- _Complete o seguinte_
a: Segundo o texto do exercício, em que tipo de empresa aconteceu a reunião de briefing?
b: Traduza para o inglês a seguinte frase do texto do exercício: "O projeto era urgente e eu parecia ser uma das pessoas certas para ajudar."
c: Transcreva do texto do exercício o trecho que começa em "Saí preocupada de" e vai até "costumavam ser pontuais.", incluindo essas palavras.

#### Texto do exercício ####

Agradar ou se desenvolver?

“Brasileiro tem medo de dizer: não”. Procuro ter cuidado com generalizações, mas muitas experiências me dizem que esta “cultura das entrelinhas” é bastante unânime e quem ousa objetivamente procunciar o advérbio “da” negação é mal visto. Mas será?

Saí preocupada de uma reunião de briefing em uma pequena agência de publicidade há muitos anos. Era o início da minha carreira independente, quando me chamaram, por telefone. O projeto era urgente e eu parecia ser uma das pessoas certas para ajudar. De fato, o escopo vinha de encontro ao que eu oferecia.

Após a rápida reunião, voltei ao escritório planejando como seria a execução e orçamento. Entendi que eu precisaria de um desenvolvedor, mas era final de ano e, apesar de ter esse tipo de parceria com profissionais – tecnicamente “acima da média” – eles não costumavam ser pontuais.

Eu era bem mais jovem e queria fechar o negócio pois, além de interessante, possivelmente iria me projetar profissionalmente. Em seguida me lembrei da primeira frase do encontro: “estamos com dificuldades em achar profissionais qualificados, gostamos muito da conversa que tivemos com você, mas precisamos iniciar o quanto antes, pois estamos atrasados – a entrega precisa ser realizada ainda este ano”.

No caminho de volta ao escritório, apesar de entusiasmada, respirei fundo e coloquei na balança a minha realidade, imaginei o desenvolvimento perfeito, o cliente no portfólio e a entrega. Bem… a entrega, possivelmente atrasada.

#### Segmento de dados ####

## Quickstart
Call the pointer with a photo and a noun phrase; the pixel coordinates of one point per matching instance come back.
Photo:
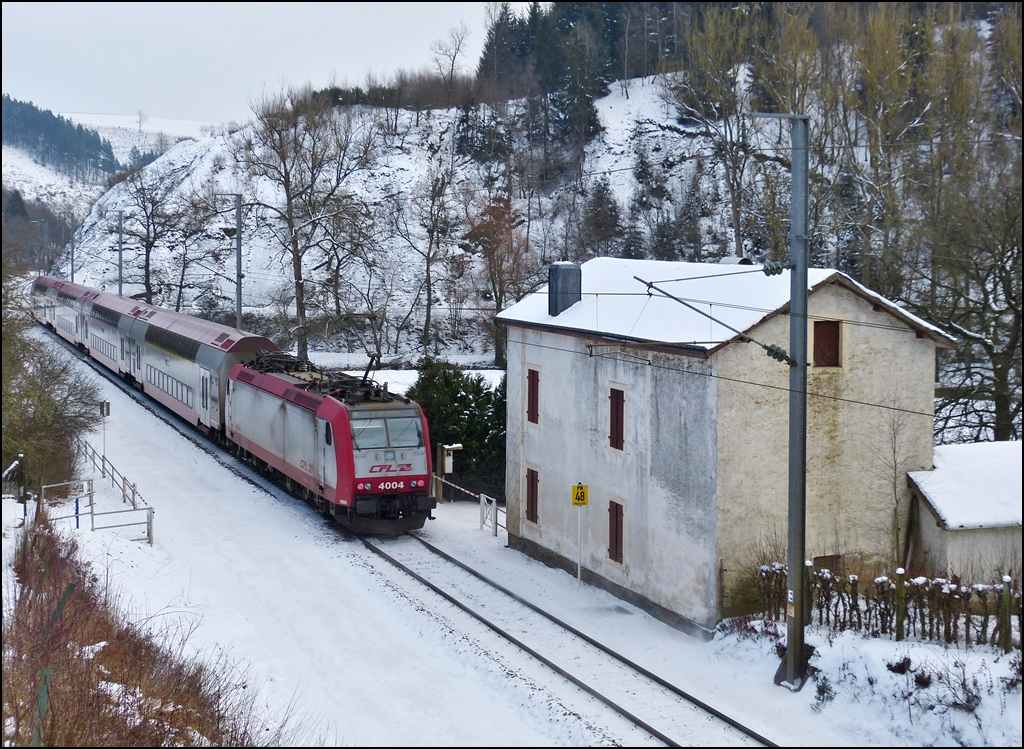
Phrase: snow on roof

####

- _Respostas por item_
a: Em uma pequena agência de publicidade.

b: The project was urgent, and I seemed to be one of the right people to help.

c:
Saí preocupada de uma reunião de briefing em uma pequena agência de publicidade há muitos anos. Era o início da minha carreira independente, quando me chamaram, por telefone. O projeto era urgente e eu parecia ser uma das pessoas certas para ajudar. De fato, o escopo vinha de encontro ao que eu oferecia.

Após a rápida reunião, voltei ao escritório planejando como seria a execução e orçamento. Entendi que eu precisaria de um desenvolvedor, mas era final de ano e, apesar de ter esse tipo de parceria com profissionais – tecnicamente “acima da média” – eles não costumavam ser pontuais.